++++ Entries supplied
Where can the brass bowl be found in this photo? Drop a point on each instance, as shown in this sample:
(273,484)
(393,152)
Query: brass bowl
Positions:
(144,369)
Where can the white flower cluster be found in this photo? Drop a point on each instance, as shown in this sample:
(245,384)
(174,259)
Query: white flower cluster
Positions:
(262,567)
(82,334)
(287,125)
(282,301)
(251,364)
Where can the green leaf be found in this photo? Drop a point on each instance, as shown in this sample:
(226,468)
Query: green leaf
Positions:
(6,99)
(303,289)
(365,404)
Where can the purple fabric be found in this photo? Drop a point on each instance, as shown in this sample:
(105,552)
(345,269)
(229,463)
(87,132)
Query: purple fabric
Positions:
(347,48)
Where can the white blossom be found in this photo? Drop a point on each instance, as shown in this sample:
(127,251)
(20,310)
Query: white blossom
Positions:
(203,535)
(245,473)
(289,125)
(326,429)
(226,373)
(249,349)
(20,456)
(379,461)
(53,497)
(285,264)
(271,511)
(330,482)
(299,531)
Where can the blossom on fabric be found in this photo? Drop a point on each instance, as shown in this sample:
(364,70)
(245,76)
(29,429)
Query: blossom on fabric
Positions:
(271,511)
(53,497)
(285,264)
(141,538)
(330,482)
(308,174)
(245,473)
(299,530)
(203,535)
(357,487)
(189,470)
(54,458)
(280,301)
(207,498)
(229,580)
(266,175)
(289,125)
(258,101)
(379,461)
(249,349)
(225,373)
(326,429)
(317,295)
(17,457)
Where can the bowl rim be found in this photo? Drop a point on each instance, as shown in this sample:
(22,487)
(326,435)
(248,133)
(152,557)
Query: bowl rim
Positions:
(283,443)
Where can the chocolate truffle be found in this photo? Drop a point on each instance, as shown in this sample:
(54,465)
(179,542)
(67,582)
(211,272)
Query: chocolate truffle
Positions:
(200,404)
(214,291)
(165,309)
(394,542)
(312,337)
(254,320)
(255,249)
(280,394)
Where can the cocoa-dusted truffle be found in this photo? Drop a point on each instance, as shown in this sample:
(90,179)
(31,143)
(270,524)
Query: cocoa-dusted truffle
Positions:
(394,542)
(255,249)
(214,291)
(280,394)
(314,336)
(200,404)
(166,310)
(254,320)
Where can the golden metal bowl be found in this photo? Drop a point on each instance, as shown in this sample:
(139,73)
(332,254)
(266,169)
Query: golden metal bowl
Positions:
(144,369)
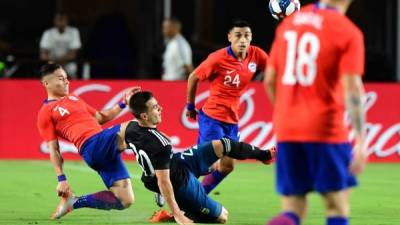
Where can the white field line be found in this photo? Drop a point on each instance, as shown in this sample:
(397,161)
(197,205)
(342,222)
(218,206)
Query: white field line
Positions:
(81,167)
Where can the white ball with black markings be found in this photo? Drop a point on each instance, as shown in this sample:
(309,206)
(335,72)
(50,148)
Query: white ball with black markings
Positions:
(280,9)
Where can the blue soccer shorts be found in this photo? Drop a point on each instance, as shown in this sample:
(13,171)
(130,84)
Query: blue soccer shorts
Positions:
(101,153)
(303,167)
(211,129)
(191,196)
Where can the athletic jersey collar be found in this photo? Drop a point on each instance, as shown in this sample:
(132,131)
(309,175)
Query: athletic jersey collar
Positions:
(47,101)
(229,50)
(319,5)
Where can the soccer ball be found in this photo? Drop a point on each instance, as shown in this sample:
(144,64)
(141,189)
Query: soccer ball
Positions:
(279,9)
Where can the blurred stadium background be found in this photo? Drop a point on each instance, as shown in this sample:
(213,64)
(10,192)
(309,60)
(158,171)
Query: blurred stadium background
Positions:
(122,38)
(122,45)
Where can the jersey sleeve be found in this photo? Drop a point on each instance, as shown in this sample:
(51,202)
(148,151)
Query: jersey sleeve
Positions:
(353,56)
(46,126)
(206,68)
(262,59)
(76,40)
(273,55)
(162,159)
(45,41)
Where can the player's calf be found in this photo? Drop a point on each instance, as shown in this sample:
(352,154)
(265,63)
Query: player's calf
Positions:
(241,150)
(223,218)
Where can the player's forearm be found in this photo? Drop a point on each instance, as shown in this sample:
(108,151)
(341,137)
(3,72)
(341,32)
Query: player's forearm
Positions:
(167,192)
(109,114)
(56,160)
(71,55)
(354,93)
(44,55)
(356,112)
(270,84)
(192,88)
(271,91)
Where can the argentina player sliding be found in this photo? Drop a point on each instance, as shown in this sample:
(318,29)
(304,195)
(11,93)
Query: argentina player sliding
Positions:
(174,175)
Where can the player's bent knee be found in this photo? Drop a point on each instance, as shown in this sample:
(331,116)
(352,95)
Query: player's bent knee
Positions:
(218,148)
(127,202)
(223,218)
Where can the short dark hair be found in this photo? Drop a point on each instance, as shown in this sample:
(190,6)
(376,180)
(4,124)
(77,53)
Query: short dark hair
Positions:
(239,23)
(137,103)
(48,68)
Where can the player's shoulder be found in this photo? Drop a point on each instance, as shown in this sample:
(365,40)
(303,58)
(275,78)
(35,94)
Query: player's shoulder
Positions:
(46,107)
(256,49)
(157,137)
(218,54)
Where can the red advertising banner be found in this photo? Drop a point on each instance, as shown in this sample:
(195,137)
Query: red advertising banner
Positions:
(20,101)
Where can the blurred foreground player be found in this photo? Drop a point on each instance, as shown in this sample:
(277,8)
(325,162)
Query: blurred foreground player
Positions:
(313,76)
(69,117)
(174,175)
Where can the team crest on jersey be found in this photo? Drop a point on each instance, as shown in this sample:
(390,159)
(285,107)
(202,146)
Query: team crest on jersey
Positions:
(73,98)
(252,67)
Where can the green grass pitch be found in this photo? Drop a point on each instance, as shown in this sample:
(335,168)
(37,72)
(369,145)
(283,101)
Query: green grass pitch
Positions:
(27,196)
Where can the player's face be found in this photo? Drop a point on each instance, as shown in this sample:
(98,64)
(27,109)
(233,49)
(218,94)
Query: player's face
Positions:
(168,29)
(240,39)
(60,21)
(57,83)
(154,111)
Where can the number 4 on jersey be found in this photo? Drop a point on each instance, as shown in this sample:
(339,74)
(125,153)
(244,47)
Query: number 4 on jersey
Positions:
(63,111)
(306,48)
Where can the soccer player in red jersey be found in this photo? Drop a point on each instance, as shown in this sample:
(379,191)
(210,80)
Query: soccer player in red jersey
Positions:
(313,76)
(69,117)
(228,70)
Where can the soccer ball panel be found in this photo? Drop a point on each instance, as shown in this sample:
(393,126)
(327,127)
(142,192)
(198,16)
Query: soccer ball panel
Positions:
(282,8)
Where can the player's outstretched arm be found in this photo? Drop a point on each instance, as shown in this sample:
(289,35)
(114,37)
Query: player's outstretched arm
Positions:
(166,189)
(109,114)
(63,188)
(270,83)
(193,80)
(354,92)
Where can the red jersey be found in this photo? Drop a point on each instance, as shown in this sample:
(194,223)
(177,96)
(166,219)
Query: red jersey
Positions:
(311,50)
(228,77)
(69,118)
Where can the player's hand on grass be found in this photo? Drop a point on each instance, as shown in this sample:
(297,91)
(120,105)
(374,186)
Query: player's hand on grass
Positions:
(359,161)
(191,114)
(182,219)
(63,189)
(129,93)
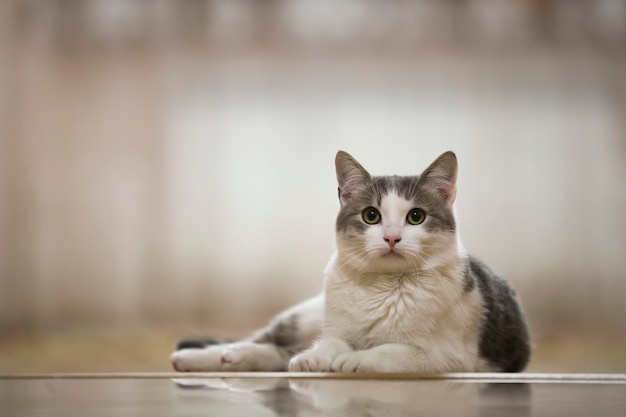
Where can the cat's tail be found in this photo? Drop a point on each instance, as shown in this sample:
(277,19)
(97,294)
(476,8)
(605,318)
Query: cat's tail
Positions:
(200,342)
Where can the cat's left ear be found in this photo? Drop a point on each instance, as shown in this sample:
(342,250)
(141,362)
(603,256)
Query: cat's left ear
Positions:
(441,176)
(351,176)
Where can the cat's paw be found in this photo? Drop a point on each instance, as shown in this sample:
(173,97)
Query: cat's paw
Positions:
(354,362)
(197,360)
(248,356)
(310,361)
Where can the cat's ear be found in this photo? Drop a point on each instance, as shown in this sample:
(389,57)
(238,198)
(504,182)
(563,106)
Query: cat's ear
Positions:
(441,175)
(351,176)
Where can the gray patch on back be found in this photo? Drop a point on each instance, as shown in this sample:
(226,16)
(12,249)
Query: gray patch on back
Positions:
(504,341)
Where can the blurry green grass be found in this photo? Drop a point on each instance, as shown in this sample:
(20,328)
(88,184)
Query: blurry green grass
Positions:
(145,350)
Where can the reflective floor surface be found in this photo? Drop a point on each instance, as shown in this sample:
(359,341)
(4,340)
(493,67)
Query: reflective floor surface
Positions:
(274,395)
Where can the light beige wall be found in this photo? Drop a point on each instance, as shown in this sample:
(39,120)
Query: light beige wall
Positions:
(186,175)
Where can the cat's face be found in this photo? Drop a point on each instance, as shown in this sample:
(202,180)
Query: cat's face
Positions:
(390,224)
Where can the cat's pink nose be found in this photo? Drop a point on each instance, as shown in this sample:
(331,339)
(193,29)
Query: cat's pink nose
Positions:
(392,239)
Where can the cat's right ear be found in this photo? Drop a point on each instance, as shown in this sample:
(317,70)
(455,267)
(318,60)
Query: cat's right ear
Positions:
(351,176)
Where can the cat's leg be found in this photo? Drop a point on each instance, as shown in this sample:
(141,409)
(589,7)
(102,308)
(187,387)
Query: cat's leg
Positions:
(267,350)
(321,357)
(231,357)
(397,357)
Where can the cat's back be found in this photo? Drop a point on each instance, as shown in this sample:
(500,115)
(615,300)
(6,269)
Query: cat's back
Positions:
(504,342)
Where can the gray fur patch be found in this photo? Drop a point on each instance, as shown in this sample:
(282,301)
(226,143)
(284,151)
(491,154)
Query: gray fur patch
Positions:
(439,216)
(504,341)
(283,334)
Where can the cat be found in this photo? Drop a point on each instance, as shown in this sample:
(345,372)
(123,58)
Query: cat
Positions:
(401,294)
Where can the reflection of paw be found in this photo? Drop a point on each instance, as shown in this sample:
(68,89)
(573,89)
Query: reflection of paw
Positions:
(310,362)
(353,362)
(322,394)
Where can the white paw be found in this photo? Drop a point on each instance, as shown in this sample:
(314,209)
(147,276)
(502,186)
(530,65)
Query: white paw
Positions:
(197,360)
(353,362)
(234,360)
(310,361)
(249,356)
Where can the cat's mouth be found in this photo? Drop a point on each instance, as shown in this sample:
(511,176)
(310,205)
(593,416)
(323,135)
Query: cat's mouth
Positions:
(391,254)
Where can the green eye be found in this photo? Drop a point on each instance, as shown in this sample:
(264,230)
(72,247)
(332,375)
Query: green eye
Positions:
(371,215)
(416,216)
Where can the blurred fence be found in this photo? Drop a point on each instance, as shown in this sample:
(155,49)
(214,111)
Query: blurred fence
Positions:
(172,161)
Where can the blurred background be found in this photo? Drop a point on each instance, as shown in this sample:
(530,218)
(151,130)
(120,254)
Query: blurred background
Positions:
(167,167)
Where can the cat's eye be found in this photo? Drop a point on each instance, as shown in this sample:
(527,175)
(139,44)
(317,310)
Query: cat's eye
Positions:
(371,215)
(416,216)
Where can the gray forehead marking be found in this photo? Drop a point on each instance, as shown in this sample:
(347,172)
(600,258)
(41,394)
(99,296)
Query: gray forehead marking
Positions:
(439,216)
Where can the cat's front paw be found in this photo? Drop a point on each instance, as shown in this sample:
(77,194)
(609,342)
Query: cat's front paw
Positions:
(310,361)
(197,360)
(353,362)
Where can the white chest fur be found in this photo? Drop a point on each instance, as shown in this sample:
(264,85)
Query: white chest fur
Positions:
(430,310)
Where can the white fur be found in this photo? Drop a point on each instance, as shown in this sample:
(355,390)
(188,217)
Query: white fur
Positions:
(248,355)
(397,312)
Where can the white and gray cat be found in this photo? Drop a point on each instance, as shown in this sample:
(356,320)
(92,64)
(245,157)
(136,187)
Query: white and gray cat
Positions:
(401,294)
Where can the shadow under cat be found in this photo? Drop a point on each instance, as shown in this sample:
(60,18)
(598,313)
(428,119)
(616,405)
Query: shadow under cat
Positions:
(325,397)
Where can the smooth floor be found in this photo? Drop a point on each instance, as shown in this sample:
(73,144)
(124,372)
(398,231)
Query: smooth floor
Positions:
(318,395)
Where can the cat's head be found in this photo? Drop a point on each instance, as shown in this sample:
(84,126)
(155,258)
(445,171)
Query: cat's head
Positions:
(396,223)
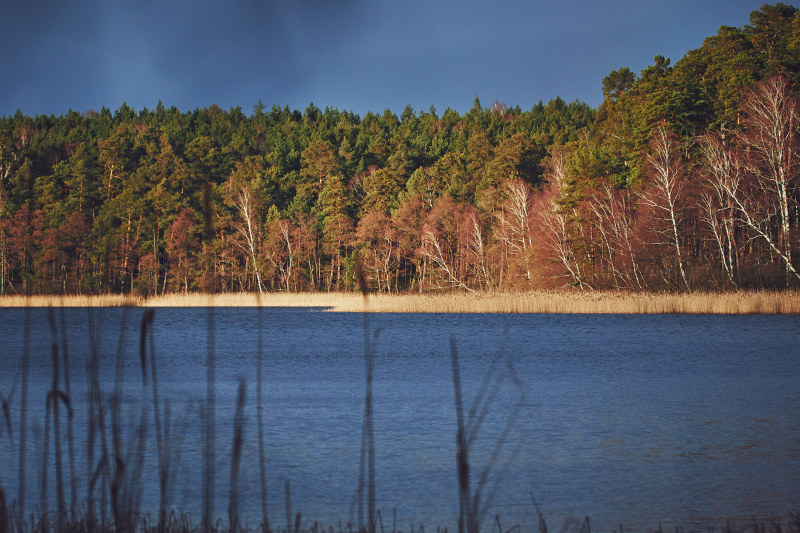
++++++++
**Directions for this task**
Only the lines holding "hair" are wanted, so copy each of them from the material.

**Expected answer**
Where can the short dark hair be found in this photo? Drop a point on each instance, as shown in this sample:
Query: short dark hair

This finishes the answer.